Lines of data
◆ ◆ ◆ ◆ ◆

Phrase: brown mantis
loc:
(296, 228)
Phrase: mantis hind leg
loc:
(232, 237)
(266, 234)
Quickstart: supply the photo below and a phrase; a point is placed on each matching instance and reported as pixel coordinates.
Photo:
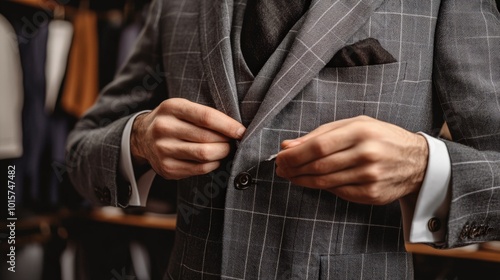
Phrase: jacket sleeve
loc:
(93, 146)
(467, 83)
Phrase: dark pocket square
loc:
(365, 52)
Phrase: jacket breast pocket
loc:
(361, 90)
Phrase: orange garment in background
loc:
(81, 87)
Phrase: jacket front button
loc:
(434, 224)
(243, 181)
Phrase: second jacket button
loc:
(243, 181)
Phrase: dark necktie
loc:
(265, 24)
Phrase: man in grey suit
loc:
(351, 97)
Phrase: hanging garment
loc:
(32, 43)
(82, 78)
(11, 95)
(58, 46)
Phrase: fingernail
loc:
(240, 132)
(290, 144)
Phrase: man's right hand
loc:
(180, 139)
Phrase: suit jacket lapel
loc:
(215, 28)
(326, 28)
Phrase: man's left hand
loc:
(361, 159)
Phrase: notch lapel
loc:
(215, 29)
(326, 28)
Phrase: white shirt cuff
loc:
(140, 188)
(429, 216)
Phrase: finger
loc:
(290, 143)
(180, 169)
(350, 176)
(189, 132)
(196, 152)
(207, 117)
(318, 147)
(329, 164)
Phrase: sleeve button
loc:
(434, 224)
(243, 181)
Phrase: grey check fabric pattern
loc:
(448, 57)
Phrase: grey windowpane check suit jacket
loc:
(448, 68)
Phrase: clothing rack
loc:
(63, 9)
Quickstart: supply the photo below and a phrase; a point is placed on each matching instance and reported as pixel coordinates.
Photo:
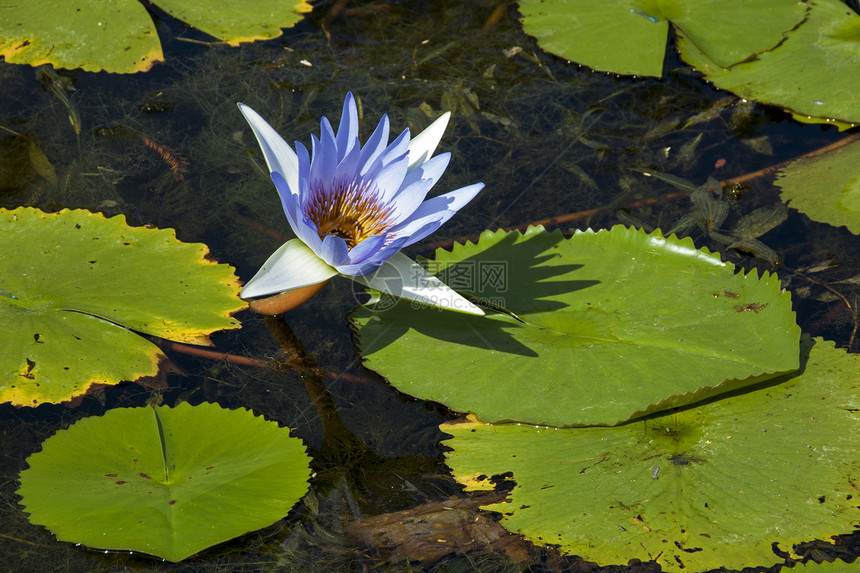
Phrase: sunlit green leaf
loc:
(237, 21)
(73, 287)
(705, 487)
(629, 36)
(813, 73)
(119, 36)
(826, 187)
(614, 324)
(164, 481)
(116, 36)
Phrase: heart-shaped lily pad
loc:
(164, 481)
(73, 287)
(613, 325)
(702, 488)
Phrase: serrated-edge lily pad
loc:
(706, 487)
(629, 36)
(73, 287)
(825, 187)
(612, 325)
(813, 73)
(164, 481)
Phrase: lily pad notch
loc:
(165, 481)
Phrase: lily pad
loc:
(120, 36)
(629, 36)
(826, 187)
(709, 486)
(165, 481)
(611, 325)
(813, 73)
(75, 285)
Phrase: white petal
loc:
(293, 265)
(404, 278)
(423, 145)
(279, 156)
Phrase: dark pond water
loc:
(550, 140)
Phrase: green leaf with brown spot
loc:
(165, 481)
(708, 486)
(74, 288)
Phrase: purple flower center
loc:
(347, 210)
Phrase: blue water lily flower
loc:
(353, 208)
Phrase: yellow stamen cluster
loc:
(348, 211)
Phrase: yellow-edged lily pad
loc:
(120, 36)
(75, 285)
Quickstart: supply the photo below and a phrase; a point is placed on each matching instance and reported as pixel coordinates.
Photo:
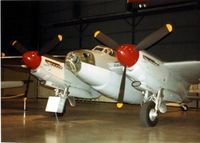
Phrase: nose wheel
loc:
(148, 114)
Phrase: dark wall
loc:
(35, 23)
(19, 22)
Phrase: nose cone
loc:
(32, 59)
(127, 55)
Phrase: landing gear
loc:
(148, 114)
(184, 107)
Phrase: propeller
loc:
(128, 54)
(32, 59)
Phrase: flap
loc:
(189, 70)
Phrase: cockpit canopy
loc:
(105, 50)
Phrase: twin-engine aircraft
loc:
(54, 74)
(133, 75)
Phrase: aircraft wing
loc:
(189, 70)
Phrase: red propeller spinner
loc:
(32, 59)
(127, 54)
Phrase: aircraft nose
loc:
(32, 59)
(127, 55)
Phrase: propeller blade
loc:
(106, 40)
(122, 90)
(19, 47)
(50, 45)
(26, 91)
(154, 37)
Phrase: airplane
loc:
(156, 81)
(53, 73)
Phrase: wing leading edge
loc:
(189, 70)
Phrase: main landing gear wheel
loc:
(148, 114)
(184, 107)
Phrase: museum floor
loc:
(94, 123)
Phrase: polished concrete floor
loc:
(94, 123)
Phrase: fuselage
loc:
(54, 74)
(98, 74)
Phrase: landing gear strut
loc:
(148, 114)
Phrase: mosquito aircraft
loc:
(134, 75)
(54, 74)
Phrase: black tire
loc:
(145, 114)
(184, 108)
(64, 111)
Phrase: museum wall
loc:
(182, 44)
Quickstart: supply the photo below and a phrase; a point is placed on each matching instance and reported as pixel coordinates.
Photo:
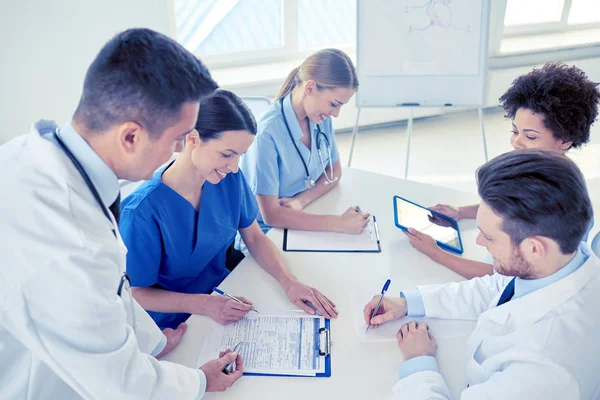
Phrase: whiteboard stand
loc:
(408, 135)
(480, 111)
(354, 132)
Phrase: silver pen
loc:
(383, 290)
(376, 228)
(222, 293)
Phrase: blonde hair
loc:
(329, 68)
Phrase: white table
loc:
(360, 370)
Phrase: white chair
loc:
(257, 104)
(595, 244)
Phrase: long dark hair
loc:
(223, 111)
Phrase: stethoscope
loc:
(124, 278)
(321, 137)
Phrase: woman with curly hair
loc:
(551, 108)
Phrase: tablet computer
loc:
(440, 227)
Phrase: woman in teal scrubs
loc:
(294, 160)
(179, 225)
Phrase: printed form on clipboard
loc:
(275, 345)
(307, 241)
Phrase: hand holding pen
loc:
(224, 309)
(390, 308)
(353, 220)
(216, 379)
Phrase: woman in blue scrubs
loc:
(179, 225)
(294, 159)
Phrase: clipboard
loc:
(368, 241)
(262, 350)
(324, 349)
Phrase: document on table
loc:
(275, 344)
(365, 242)
(439, 328)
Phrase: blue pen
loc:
(385, 287)
(230, 296)
(229, 367)
(376, 229)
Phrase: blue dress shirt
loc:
(416, 308)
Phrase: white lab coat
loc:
(544, 345)
(64, 331)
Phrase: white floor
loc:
(446, 150)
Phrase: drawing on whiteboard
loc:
(422, 37)
(439, 13)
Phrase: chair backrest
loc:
(257, 104)
(595, 244)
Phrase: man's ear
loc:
(130, 135)
(534, 248)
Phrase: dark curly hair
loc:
(563, 94)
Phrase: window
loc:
(543, 16)
(519, 12)
(584, 12)
(326, 23)
(233, 32)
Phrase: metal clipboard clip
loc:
(324, 342)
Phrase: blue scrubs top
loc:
(272, 164)
(173, 247)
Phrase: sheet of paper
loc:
(333, 241)
(439, 328)
(272, 344)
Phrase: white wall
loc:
(47, 46)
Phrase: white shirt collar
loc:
(101, 175)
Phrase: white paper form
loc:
(274, 344)
(333, 241)
(439, 328)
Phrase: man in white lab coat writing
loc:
(537, 335)
(69, 327)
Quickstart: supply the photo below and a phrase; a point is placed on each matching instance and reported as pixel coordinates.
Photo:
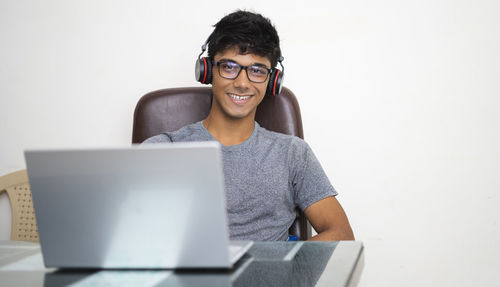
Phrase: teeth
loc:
(239, 98)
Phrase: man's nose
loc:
(242, 79)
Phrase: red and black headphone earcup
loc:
(274, 86)
(203, 70)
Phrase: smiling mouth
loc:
(238, 98)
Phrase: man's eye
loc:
(259, 71)
(229, 66)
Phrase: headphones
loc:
(204, 68)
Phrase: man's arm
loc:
(329, 219)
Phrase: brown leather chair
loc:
(170, 109)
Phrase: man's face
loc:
(238, 98)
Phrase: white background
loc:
(400, 102)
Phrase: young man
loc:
(267, 174)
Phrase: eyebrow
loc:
(253, 64)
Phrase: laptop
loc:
(148, 206)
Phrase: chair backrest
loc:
(168, 110)
(17, 186)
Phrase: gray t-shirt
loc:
(266, 177)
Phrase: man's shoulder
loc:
(281, 139)
(190, 132)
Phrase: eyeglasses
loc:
(231, 70)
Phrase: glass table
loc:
(265, 264)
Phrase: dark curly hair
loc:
(252, 33)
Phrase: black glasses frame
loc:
(269, 71)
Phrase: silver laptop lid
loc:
(157, 206)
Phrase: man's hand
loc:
(330, 221)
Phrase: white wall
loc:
(400, 101)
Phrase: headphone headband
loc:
(203, 71)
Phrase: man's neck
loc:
(229, 131)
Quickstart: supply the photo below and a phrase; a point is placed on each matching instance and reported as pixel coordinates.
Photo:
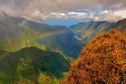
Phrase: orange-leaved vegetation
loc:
(102, 61)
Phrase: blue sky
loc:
(110, 10)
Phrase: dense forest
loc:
(102, 61)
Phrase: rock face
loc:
(102, 61)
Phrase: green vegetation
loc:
(30, 65)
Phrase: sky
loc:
(110, 10)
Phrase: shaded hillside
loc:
(17, 33)
(28, 63)
(63, 43)
(87, 30)
(102, 61)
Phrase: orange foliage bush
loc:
(102, 61)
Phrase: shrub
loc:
(102, 61)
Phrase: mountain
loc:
(17, 33)
(87, 30)
(102, 61)
(28, 63)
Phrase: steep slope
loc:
(28, 63)
(63, 43)
(17, 33)
(102, 61)
(87, 30)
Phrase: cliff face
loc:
(102, 61)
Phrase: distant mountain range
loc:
(28, 63)
(17, 33)
(87, 30)
(28, 48)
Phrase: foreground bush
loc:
(102, 61)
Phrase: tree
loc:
(102, 61)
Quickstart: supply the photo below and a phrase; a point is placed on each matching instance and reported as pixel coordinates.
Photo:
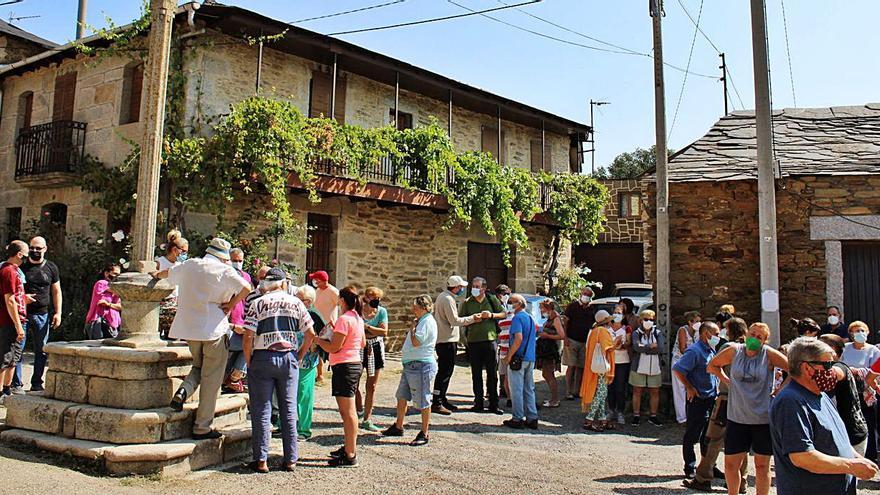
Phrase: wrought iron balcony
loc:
(56, 148)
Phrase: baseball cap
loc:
(455, 281)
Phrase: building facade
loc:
(62, 105)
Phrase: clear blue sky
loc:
(833, 53)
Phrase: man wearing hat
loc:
(448, 321)
(326, 304)
(209, 288)
(270, 349)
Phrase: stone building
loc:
(62, 105)
(828, 215)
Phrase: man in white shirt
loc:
(209, 289)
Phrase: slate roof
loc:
(809, 141)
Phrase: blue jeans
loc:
(273, 373)
(39, 325)
(522, 392)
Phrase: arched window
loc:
(53, 223)
(132, 85)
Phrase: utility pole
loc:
(662, 239)
(723, 68)
(766, 175)
(156, 75)
(593, 134)
(81, 19)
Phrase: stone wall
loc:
(714, 245)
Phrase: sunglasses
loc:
(826, 365)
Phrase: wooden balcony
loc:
(49, 154)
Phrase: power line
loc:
(621, 50)
(788, 54)
(435, 19)
(362, 9)
(688, 66)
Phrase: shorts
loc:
(345, 379)
(416, 383)
(642, 380)
(742, 439)
(575, 354)
(10, 348)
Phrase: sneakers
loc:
(392, 431)
(343, 461)
(369, 426)
(178, 399)
(421, 439)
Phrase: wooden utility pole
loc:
(662, 295)
(156, 76)
(766, 175)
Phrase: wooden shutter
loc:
(65, 89)
(320, 98)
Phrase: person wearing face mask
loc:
(750, 382)
(13, 315)
(549, 360)
(860, 354)
(103, 319)
(684, 339)
(176, 252)
(811, 450)
(481, 335)
(702, 389)
(448, 323)
(579, 319)
(622, 343)
(645, 371)
(835, 324)
(43, 284)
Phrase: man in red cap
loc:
(326, 303)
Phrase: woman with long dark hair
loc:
(344, 347)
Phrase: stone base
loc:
(173, 458)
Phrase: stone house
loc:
(828, 216)
(62, 105)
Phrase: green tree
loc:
(631, 165)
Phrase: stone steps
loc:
(114, 425)
(173, 458)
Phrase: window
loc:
(65, 89)
(13, 224)
(489, 143)
(320, 240)
(630, 205)
(25, 110)
(538, 161)
(320, 95)
(404, 119)
(132, 86)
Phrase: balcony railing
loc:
(55, 147)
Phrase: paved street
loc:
(468, 453)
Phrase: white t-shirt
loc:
(621, 356)
(204, 284)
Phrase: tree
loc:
(631, 165)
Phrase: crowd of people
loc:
(810, 405)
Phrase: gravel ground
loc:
(468, 453)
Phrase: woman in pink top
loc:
(344, 348)
(103, 320)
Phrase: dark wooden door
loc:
(861, 284)
(612, 263)
(485, 260)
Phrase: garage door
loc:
(861, 284)
(612, 263)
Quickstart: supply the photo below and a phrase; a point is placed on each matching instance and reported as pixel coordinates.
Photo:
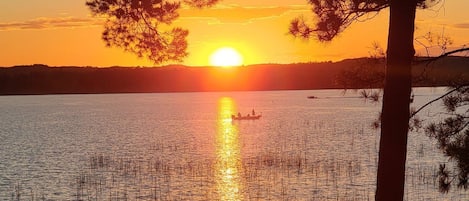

◆ ◆ ◆ ◆ ◆

WHAT IS EXPECTED
From the listing above, pull out every line that contains the word "dark" and copy each one in full.

TASK ANSWER
Phrase: dark pocket square
Phrase: dark necktie
Phrase: dark pond water
Phrase: dark wall
Phrase: long dark hair
Phrase: dark curly hair
Phrase: dark curly hair
Phrase: woman with long dark hair
Phrase: dark wooden door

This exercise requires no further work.